→ **Request a**:
Quote verbatim the lines of the entries starting with the line that contains "Question. In the picture above, identify the reflection of trees" and going on through the line that contains "[(784, 253), (780, 146)]", with both of those lines included.

*** Page extract ***

After a brief talk with Marcel Bruch, we came up with the idea of
extending the Javadoc Tool [1] with some elements from Code Recommenders
including a social component.
For instance, we'd like to include some of Code Recommenders' statistics
like
* when selecting a package: 'What are the most frequently overwritten
(used) classes in package org.eclipse.xyz*?'
* when selecting a type: Which methods of type X frequently used by clients?
* when selecting a method: which methods are frequently called together
with m()?
* when selecting a type: A field of this type has been frequently
annotated with @Inject or @Named (as of interest for e4 developers for
instance)
and similar documentations.
For the generation part, I plan to extend the Javadoc Tool framework by
one or more 'Doclets' (see [1]) that allow different extdoc providers
(based on the extdoc providers of Code Recommenders) to contribute
directly to the generated HTML output via the Javadoc api.
In contrast to the normal way how the javadoc command is used, I'd like
to develop a little helper utility that fetches and unzips the sources
directly from a maven repository, runs the normal javadoc tool and adds
the recommenders documentation to the standard javadoc output, and
finally uploads the updated javadocs to the repository or deploys them
on a website.
In addition (when there is still some time :-) ), I'd like to enable
users to directly edit, comment or rate on API documentation and new
code snippets, which are provided by the Snipmatch subproject of Code
Recommenders. Alternatively, these code snippets could also be posted
directly by developers through the webinterface or even via a REST API
(so you could implement an additional IDE plugin for this afterwards).

***

→ **Request b**:
From the proposal on extending the Javadoc Tool, print the passage starting with "For the generation" and going on through "on a website.", without any alteration.

*** Records for this task ***

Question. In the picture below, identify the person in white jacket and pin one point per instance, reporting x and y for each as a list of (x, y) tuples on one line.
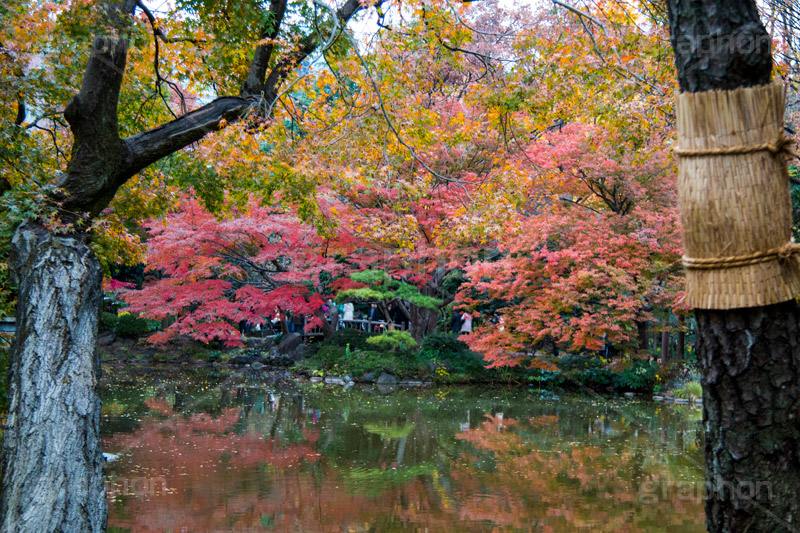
[(466, 322)]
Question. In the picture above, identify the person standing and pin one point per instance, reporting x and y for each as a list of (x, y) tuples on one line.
[(455, 324), (348, 310), (466, 323), (373, 316)]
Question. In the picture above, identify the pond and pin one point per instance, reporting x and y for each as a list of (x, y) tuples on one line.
[(253, 453)]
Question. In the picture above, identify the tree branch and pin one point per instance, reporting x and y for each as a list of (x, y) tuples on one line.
[(149, 146)]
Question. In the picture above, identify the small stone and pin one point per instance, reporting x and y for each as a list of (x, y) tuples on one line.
[(386, 379)]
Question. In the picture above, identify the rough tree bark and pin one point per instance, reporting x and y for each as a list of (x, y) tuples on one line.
[(51, 457), (750, 358)]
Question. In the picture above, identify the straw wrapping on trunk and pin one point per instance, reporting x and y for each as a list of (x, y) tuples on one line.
[(733, 193)]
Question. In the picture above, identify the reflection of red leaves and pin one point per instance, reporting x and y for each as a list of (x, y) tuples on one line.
[(159, 404)]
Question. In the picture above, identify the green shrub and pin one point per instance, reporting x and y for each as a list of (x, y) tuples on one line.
[(692, 389), (447, 349), (329, 355), (584, 371), (637, 376), (443, 345), (356, 338), (108, 321), (132, 326), (393, 340)]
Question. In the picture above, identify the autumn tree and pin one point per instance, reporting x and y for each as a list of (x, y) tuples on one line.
[(51, 448), (210, 274)]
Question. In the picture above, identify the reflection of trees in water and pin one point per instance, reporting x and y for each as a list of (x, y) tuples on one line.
[(315, 460)]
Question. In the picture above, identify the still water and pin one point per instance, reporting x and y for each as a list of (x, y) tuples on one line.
[(252, 453)]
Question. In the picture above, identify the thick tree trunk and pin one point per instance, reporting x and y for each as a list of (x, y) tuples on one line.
[(751, 406), (51, 449), (643, 334), (750, 358)]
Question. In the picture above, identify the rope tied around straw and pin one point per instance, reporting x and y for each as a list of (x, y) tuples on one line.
[(784, 253), (780, 146)]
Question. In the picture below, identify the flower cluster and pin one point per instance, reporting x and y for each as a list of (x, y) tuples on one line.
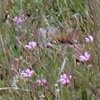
[(89, 38), (27, 73), (65, 79), (41, 82), (85, 57), (18, 19), (31, 45)]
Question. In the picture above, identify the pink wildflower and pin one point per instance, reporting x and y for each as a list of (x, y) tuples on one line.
[(85, 57), (41, 82), (18, 19), (64, 79), (89, 38), (27, 73), (31, 45)]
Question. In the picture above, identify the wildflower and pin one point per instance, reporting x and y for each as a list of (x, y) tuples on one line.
[(18, 19), (41, 82), (65, 79), (26, 73), (85, 57), (89, 38), (31, 45)]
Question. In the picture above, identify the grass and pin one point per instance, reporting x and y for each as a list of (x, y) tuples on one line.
[(48, 63)]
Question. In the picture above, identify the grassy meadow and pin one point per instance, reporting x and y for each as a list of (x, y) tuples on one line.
[(49, 50)]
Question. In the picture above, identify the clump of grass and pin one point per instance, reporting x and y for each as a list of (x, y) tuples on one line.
[(32, 66)]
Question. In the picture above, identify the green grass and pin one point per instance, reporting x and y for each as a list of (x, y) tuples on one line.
[(85, 83)]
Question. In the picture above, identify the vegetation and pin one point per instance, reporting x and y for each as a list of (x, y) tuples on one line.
[(49, 50)]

***

→ **Task output a**:
Question. In the picture above, identify the reflection of trees in water and pin one point per instance, reporting x and y for each as a list of (x, y) tuples on one line.
[(315, 460)]
Question. In the picture above, identify the still water and pin one point per instance, reporting x and y for each as a list of (x, y) tuples on one line.
[(252, 453)]
Question. In the picture above, identify the thick tree trunk and pin one point per instance, reporting x and y for each as a list of (x, y) tuples on one line.
[(751, 406), (51, 449), (643, 334), (750, 358)]
Question. In the picture above, identify the rope tied around straw and pin one point per instance, reporting x and y for each as a list of (x, y) tuples on one line.
[(784, 253), (780, 146)]

→ **Task output b**:
For the generation part, I plan to extend the Javadoc Tool framework by
one or more 'Doclets' (see [1]) that allow different extdoc providers
(based on the extdoc providers of Code Recommenders) to contribute
directly to the generated HTML output via the Javadoc api.
In contrast to the normal way how the javadoc command is used, I'd like
to develop a little helper utility that fetches and unzips the sources
directly from a maven repository, runs the normal javadoc tool and adds
the recommenders documentation to the standard javadoc output, and
finally uploads the updated javadocs to the repository or deploys them
on a website.